Some female participants focused on weight gain as a consequence of not exercising and the need for a balanced diet as well
LW10 It’s not just doing it, you have to like check your input as well, if you eat a balanced diet because if you are doing it and not eating the food right that wouldn’t be wise, it’s like there’s no point, if you are balancing your diet and doing that exercise health-wise you will benefit from it.
Most participants felt motivated to increase their level of physical activity and exercise. However, a number of participants felt that they had competing priorities which did make it difficult to maintain motivation. This often related to self-development to help the process of settling in the UK
BM 8 (about BM7) He want to study English only.
Motivation depended on the type of physical activity and whether this was perceived as enjoyable. It was suggested that the support of a coach and a structured exercise programme would increase motivation:
LW1 Oh, I think doing a structured exercise, it makes you gain a lot of discipline, because you have to stick to a routine, so that will actually affect everything else you do, because you stick to a routine. So discipline I think that is good.
+---+
EXERCISE>
Transcribe the excerpt on exercise motivation from "Most participants felt" up to and including "study English only.". The material after this excerpt comes from a separate source.
+---+
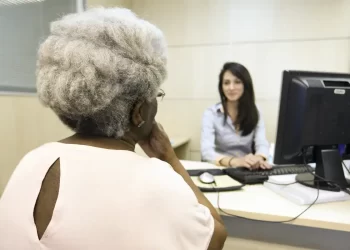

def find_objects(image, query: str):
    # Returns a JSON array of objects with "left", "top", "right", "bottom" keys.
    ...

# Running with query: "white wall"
[
  {"left": 0, "top": 0, "right": 131, "bottom": 196},
  {"left": 87, "top": 0, "right": 131, "bottom": 9},
  {"left": 132, "top": 0, "right": 350, "bottom": 160}
]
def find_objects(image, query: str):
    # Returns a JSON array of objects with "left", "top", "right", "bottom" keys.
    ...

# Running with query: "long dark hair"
[{"left": 219, "top": 62, "right": 259, "bottom": 136}]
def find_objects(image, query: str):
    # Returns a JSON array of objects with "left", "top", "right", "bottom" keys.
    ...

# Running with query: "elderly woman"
[{"left": 0, "top": 8, "right": 226, "bottom": 250}]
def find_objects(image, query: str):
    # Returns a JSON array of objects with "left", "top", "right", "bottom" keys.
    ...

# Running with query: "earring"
[{"left": 137, "top": 121, "right": 145, "bottom": 128}]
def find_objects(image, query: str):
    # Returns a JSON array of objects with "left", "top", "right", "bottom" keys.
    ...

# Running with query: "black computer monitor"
[{"left": 274, "top": 71, "right": 350, "bottom": 191}]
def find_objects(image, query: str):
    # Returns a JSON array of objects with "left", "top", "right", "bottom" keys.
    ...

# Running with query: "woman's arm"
[
  {"left": 201, "top": 109, "right": 229, "bottom": 166},
  {"left": 254, "top": 112, "right": 269, "bottom": 160},
  {"left": 139, "top": 124, "right": 227, "bottom": 250}
]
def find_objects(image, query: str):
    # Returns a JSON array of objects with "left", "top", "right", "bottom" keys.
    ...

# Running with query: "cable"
[
  {"left": 342, "top": 161, "right": 350, "bottom": 174},
  {"left": 213, "top": 182, "right": 320, "bottom": 223},
  {"left": 302, "top": 150, "right": 343, "bottom": 191},
  {"left": 265, "top": 181, "right": 298, "bottom": 186}
]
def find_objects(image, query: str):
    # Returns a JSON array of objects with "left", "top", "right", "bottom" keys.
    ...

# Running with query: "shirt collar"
[{"left": 215, "top": 103, "right": 224, "bottom": 114}]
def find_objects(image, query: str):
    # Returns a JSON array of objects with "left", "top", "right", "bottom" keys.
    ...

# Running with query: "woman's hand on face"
[{"left": 138, "top": 122, "right": 176, "bottom": 161}]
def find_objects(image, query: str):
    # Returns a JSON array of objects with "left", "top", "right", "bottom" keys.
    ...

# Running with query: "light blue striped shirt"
[{"left": 201, "top": 103, "right": 269, "bottom": 163}]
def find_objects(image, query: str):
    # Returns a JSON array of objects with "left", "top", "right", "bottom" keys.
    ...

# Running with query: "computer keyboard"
[{"left": 224, "top": 164, "right": 314, "bottom": 184}]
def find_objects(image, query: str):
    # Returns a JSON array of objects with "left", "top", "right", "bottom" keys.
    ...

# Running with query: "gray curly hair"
[{"left": 37, "top": 8, "right": 167, "bottom": 138}]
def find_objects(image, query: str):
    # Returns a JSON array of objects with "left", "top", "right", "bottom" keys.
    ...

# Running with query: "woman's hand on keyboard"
[{"left": 244, "top": 154, "right": 271, "bottom": 169}]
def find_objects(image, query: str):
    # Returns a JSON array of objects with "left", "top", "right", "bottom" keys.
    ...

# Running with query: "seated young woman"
[{"left": 201, "top": 62, "right": 270, "bottom": 169}]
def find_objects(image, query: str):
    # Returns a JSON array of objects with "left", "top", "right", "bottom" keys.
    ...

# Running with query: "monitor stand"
[{"left": 295, "top": 147, "right": 350, "bottom": 192}]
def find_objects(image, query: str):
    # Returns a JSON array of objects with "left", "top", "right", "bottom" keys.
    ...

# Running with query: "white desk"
[
  {"left": 135, "top": 137, "right": 190, "bottom": 159},
  {"left": 182, "top": 161, "right": 350, "bottom": 249}
]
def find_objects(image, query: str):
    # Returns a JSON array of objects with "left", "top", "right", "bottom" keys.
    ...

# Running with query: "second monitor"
[{"left": 274, "top": 71, "right": 350, "bottom": 191}]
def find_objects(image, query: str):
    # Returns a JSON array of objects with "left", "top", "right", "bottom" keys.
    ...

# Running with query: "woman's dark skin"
[{"left": 34, "top": 99, "right": 227, "bottom": 250}]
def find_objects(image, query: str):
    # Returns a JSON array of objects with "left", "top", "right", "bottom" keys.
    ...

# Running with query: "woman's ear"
[{"left": 131, "top": 101, "right": 145, "bottom": 127}]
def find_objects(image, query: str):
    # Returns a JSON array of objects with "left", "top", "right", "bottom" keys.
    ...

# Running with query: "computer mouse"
[{"left": 199, "top": 172, "right": 215, "bottom": 184}]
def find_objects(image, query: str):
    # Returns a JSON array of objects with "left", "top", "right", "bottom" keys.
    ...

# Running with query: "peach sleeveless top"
[{"left": 0, "top": 142, "right": 214, "bottom": 250}]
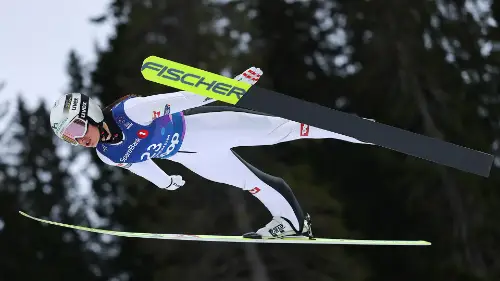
+---+
THE RESULT>
Most participants felt motivated to increase their level of physical activity and exercise. However, a number of participants felt that they had competing priorities which did make it difficult to maintain motivation. This often related to self-development to help the process of settling in the UK
BM 8 (about BM7) He want to study English only.